DATA FOR THIS TASK
[Start of Attachment]
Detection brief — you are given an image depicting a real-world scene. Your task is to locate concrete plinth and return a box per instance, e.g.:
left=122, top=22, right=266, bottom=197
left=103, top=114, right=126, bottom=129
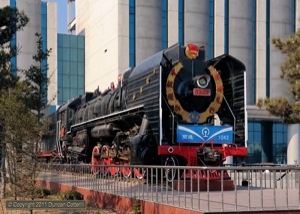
left=173, top=179, right=234, bottom=191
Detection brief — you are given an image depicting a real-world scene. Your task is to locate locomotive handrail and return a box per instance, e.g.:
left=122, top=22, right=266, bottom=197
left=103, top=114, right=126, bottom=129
left=222, top=96, right=236, bottom=144
left=67, top=104, right=144, bottom=134
left=163, top=96, right=175, bottom=144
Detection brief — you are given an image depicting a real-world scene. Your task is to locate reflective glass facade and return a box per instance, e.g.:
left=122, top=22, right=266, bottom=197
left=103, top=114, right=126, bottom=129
left=10, top=0, right=16, bottom=75
left=224, top=0, right=229, bottom=54
left=41, top=2, right=47, bottom=104
left=129, top=0, right=135, bottom=68
left=178, top=0, right=184, bottom=45
left=209, top=0, right=214, bottom=59
left=57, top=34, right=85, bottom=105
left=162, top=0, right=168, bottom=49
left=246, top=121, right=287, bottom=164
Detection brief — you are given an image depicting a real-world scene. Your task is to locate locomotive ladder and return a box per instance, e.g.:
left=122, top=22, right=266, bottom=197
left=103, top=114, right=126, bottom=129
left=56, top=120, right=64, bottom=160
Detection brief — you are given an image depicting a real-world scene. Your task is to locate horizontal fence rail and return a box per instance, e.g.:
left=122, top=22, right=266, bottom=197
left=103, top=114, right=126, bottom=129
left=38, top=164, right=300, bottom=212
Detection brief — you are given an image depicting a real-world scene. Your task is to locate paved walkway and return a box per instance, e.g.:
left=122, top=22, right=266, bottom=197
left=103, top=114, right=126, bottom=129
left=38, top=171, right=300, bottom=213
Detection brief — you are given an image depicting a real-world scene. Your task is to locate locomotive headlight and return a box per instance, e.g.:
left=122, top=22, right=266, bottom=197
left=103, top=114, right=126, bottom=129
left=196, top=75, right=210, bottom=88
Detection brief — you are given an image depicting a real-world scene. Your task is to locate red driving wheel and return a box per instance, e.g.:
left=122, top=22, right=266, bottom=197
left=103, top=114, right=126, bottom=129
left=121, top=162, right=131, bottom=178
left=91, top=146, right=100, bottom=174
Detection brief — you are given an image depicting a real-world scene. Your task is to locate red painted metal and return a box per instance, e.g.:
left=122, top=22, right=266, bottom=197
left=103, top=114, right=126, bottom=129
left=158, top=143, right=247, bottom=180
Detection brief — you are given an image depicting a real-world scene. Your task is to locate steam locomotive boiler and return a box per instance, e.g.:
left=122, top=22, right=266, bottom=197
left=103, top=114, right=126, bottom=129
left=55, top=43, right=247, bottom=180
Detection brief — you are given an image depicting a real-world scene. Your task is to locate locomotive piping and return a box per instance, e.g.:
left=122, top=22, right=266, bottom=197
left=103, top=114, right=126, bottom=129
left=67, top=104, right=144, bottom=134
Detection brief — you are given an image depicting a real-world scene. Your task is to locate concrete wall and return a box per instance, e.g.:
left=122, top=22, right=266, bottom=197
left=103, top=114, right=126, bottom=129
left=287, top=124, right=300, bottom=165
left=256, top=0, right=267, bottom=101
left=76, top=0, right=128, bottom=92
left=0, top=0, right=9, bottom=8
left=135, top=0, right=162, bottom=64
left=0, top=0, right=57, bottom=106
left=269, top=1, right=293, bottom=99
left=229, top=0, right=253, bottom=104
left=118, top=0, right=129, bottom=75
left=214, top=0, right=225, bottom=57
left=47, top=2, right=58, bottom=106
left=16, top=0, right=41, bottom=72
left=184, top=0, right=209, bottom=57
left=297, top=0, right=300, bottom=30
left=168, top=0, right=179, bottom=47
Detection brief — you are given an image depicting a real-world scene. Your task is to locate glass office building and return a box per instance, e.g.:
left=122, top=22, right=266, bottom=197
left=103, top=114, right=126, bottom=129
left=57, top=34, right=85, bottom=105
[End of Attachment]
ACTIVITY
Each record above must be returned exactly as written, with its pictures omitted.

SOLUTION FOR THIS PROBLEM
Detection brief — you are given an image depicting a real-world scene. Your task is to locate concrete plinth and return a box per instance, e.g.:
left=122, top=22, right=266, bottom=197
left=103, top=114, right=126, bottom=129
left=173, top=179, right=234, bottom=191
Detection brief — you are given an image depicting a real-world scene. Your task is to locate locomotive handrail and return a box per instance, e.g.:
left=122, top=22, right=266, bottom=197
left=103, top=114, right=126, bottom=129
left=222, top=96, right=236, bottom=144
left=67, top=104, right=144, bottom=134
left=163, top=96, right=175, bottom=144
Detection brief — you are given an image depicting a real-world scene. Your task is to locate reflective glass facade and return a box per instance, e.g.:
left=122, top=22, right=266, bottom=197
left=103, top=114, right=126, bottom=129
left=10, top=0, right=16, bottom=75
left=224, top=0, right=229, bottom=54
left=41, top=2, right=47, bottom=104
left=129, top=0, right=135, bottom=68
left=178, top=0, right=184, bottom=45
left=209, top=0, right=214, bottom=59
left=57, top=34, right=85, bottom=105
left=162, top=0, right=168, bottom=49
left=246, top=121, right=287, bottom=164
Detection brief — you are given an image depicting a real-world scene. Your task is to locate locomotive ladder and return a box per instance, e.g.:
left=122, top=22, right=266, bottom=197
left=103, top=114, right=126, bottom=129
left=56, top=120, right=64, bottom=160
Detection brief — you are given an image depicting a real-world scene. Your task is to locate horizontal fence rail and return a box per instance, e.g.:
left=122, top=22, right=266, bottom=197
left=103, top=114, right=126, bottom=129
left=38, top=164, right=300, bottom=212
Detection brief — you are given an image depicting a real-world scene. Your task is to locate paved walkway and return a box per instance, e.g.:
left=122, top=22, right=266, bottom=197
left=103, top=114, right=126, bottom=129
left=38, top=171, right=300, bottom=213
Detection brief — you are given an image depicting a real-world scene. Your task is to locate locomotive headlight and return a box per instance, e.g.:
left=122, top=22, right=266, bottom=197
left=103, top=114, right=126, bottom=129
left=196, top=75, right=210, bottom=88
Detection brief — you are given an image depicting a real-world scene. Your task is to locate red driving wheel and return a box per instance, e.g.:
left=122, top=22, right=266, bottom=197
left=103, top=114, right=126, bottom=129
left=121, top=162, right=131, bottom=178
left=91, top=146, right=100, bottom=174
Detection brief — you are given an image depicting a real-world scene. Your task is to locate red painted metal and return a box per instance, e.g.:
left=122, top=22, right=266, bottom=197
left=103, top=114, right=126, bottom=129
left=158, top=143, right=247, bottom=180
Detection brief — you are given an image depicting a real-world scene. Your task is to locate steam locomotive boiler and return a box per instance, e.g.:
left=122, top=22, right=266, bottom=197
left=103, top=114, right=126, bottom=129
left=55, top=43, right=247, bottom=180
Detection brief — you are given an image depicting a real-world scene. Your task is to locate locomotive piping and return a box per instance, e.g.:
left=122, top=22, right=266, bottom=197
left=103, top=114, right=126, bottom=129
left=67, top=104, right=144, bottom=134
Detection brief — you are given an image depicting a real-world scene. Your task is to locate concrete wall and return a box per instance, e.g.:
left=122, top=22, right=266, bottom=197
left=103, top=114, right=126, bottom=129
left=287, top=124, right=300, bottom=165
left=256, top=0, right=267, bottom=101
left=76, top=0, right=128, bottom=92
left=0, top=0, right=9, bottom=8
left=135, top=0, right=162, bottom=64
left=0, top=0, right=57, bottom=106
left=269, top=1, right=293, bottom=99
left=229, top=0, right=253, bottom=104
left=118, top=0, right=129, bottom=75
left=214, top=0, right=225, bottom=57
left=47, top=2, right=58, bottom=106
left=16, top=0, right=41, bottom=72
left=184, top=0, right=209, bottom=57
left=297, top=0, right=300, bottom=30
left=168, top=0, right=179, bottom=47
Detection brief — you are given an image depicting a real-world scene. Your task is to locate glass office building and return a box per instance, e.g.:
left=122, top=22, right=266, bottom=197
left=103, top=114, right=126, bottom=129
left=57, top=34, right=85, bottom=105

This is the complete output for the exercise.